**TEXTE À LIRE**
****
Avant de poursuivre votre lecture, chère lectrice sensible
et intelligente (et cher lecteur), je dois vous avertir qu'aujourd'hui, je
suis vraiment, mais alors vraiment fâché!
Ou pour le formuler avec une élégance plus virile (c'est-à-dire
avec moins de mots cutes et inutiles)
: OSSETIE de CÔLISSE de TABARNAKKK!!!
Oui, j'ai sacré, en québécois malpropre et bien pendu, et je l'ai fait en mon nom, Philippe Labarre, sans « guillemets », sans italiques, sans distance ironique… et ça ne s'arrêtera pas là, chers amis, ça ne s'arrêtera surtout pas là! Vous aviez été avertis… vous ne le serez plus.
J'ai aujourd'hui un plan bien tracé et je vais le suivre.
Complètement. Jusqu'au bout. Comme un homme. Je vais me purger une fois pour
toutes d'un gros bouchon de colère qui me gêne l'intestin.
Je vais éjaculer toute ma fureur contenue depuis trop longtemps. Ou comme on dit plus poliment par chez nous, je
vais faire sortir le méchant...
****
Exemples d'étiquetage de points:
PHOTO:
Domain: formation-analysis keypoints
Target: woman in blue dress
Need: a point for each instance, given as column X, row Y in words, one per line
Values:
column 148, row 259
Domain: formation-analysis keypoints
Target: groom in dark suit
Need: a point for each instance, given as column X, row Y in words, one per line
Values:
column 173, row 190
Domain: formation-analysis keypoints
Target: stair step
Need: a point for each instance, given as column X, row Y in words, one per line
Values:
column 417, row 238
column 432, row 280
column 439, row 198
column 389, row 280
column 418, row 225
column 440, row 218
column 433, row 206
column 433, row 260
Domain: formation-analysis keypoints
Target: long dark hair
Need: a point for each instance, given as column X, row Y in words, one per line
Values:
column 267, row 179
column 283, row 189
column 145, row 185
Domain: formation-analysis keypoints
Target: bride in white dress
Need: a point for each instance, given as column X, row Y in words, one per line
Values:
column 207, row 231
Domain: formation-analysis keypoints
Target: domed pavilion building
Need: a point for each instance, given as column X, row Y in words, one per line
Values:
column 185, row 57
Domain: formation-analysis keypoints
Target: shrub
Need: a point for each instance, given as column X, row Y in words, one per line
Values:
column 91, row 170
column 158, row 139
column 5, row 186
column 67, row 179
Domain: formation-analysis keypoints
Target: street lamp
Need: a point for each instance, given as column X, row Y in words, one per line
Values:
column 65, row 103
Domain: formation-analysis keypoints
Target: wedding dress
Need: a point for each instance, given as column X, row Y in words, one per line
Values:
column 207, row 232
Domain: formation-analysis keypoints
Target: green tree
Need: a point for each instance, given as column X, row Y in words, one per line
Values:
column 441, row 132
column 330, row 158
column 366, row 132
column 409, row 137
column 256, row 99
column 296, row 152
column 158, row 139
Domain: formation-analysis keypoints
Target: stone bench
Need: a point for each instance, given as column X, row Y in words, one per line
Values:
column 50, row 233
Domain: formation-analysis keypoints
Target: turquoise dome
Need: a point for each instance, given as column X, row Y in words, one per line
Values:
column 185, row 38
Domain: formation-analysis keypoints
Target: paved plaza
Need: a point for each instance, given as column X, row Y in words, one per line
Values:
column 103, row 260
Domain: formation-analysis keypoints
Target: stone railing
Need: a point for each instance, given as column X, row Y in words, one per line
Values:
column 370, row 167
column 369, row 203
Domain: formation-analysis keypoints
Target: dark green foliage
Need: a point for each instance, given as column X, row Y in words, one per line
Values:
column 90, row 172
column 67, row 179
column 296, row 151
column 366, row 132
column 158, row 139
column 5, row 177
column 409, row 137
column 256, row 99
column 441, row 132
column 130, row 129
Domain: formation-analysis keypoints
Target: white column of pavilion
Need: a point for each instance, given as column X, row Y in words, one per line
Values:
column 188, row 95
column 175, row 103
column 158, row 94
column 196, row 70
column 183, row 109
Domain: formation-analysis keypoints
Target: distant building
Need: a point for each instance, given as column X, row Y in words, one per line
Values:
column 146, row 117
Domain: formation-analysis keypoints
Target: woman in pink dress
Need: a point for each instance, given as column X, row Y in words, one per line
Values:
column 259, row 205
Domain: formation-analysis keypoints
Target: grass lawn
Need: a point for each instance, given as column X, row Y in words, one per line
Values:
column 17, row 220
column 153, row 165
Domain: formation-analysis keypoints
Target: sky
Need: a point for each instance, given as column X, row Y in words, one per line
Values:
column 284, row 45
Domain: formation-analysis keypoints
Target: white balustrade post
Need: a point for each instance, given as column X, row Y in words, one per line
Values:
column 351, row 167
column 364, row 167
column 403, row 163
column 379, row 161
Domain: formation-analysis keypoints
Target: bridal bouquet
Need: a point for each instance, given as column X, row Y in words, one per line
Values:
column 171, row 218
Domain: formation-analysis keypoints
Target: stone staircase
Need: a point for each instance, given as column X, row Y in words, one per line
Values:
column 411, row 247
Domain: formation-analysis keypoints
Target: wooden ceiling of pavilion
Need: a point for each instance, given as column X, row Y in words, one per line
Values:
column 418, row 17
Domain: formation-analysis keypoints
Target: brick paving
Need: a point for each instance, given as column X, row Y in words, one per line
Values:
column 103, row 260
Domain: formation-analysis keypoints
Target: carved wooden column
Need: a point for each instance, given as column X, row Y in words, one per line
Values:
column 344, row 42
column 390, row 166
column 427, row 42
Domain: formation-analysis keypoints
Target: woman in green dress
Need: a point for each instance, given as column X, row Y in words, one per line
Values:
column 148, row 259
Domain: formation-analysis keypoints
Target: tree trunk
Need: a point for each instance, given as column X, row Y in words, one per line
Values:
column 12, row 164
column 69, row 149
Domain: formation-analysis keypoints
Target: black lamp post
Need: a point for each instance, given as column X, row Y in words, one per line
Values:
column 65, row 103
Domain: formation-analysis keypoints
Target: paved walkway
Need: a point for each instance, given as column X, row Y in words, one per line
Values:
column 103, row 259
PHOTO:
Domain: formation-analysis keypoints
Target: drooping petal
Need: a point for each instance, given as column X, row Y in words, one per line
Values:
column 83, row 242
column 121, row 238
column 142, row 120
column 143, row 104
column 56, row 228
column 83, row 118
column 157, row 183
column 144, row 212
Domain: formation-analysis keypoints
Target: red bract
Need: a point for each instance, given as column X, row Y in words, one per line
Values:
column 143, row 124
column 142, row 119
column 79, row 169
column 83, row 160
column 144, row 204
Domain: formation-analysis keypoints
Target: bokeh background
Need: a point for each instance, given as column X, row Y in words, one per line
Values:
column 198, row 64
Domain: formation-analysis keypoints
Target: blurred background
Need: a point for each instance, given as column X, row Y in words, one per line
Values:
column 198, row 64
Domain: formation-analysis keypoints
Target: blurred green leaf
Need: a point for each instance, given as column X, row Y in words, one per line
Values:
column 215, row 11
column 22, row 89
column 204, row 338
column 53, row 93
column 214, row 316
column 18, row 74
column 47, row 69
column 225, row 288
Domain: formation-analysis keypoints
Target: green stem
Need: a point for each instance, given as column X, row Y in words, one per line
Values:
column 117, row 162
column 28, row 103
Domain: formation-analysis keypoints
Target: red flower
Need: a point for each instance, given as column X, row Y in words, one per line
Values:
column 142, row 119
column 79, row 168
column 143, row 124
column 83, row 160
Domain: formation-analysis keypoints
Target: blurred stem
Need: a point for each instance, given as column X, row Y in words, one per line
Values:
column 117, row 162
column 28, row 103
****
**CONSIGNE 1**
Répondez à ces questions sur le texte à lire :
(a) Quel nom l'auteur donne-t-il comme le sien ?
(b) Dans quelle langue dit-il avoir sacré ?
(c) Que va-t-il faire, selon la façon plus polie de le dire « par chez nous » ?
**CONSIGNE 2**
Extrayez du texte à lire le passage qui s'ouvre sur les mots contenant « Ou pour le formuler » et se clôt sur « le serez plus. ».

**RÉPONSE 1**
(a) Philippe Labarre.
(b) En québécois.
(c) Il va « faire sortir le méchant ».

**RÉPONSE 2**
Ou pour le formuler avec une élégance plus virile (c'est-à-dire
avec moins de mots cutes et inutiles)
: OSSETIE de CÔLISSE de TABARNAKKK!!!
Oui, j'ai sacré, en québécois malpropre et bien pendu, et je l'ai fait en mon nom, Philippe Labarre, sans « guillemets », sans italiques, sans distance ironique… et ça ne s'arrêtera pas là, chers amis, ça ne s'arrêtera surtout pas là! Vous aviez été avertis… vous ne le serez plus.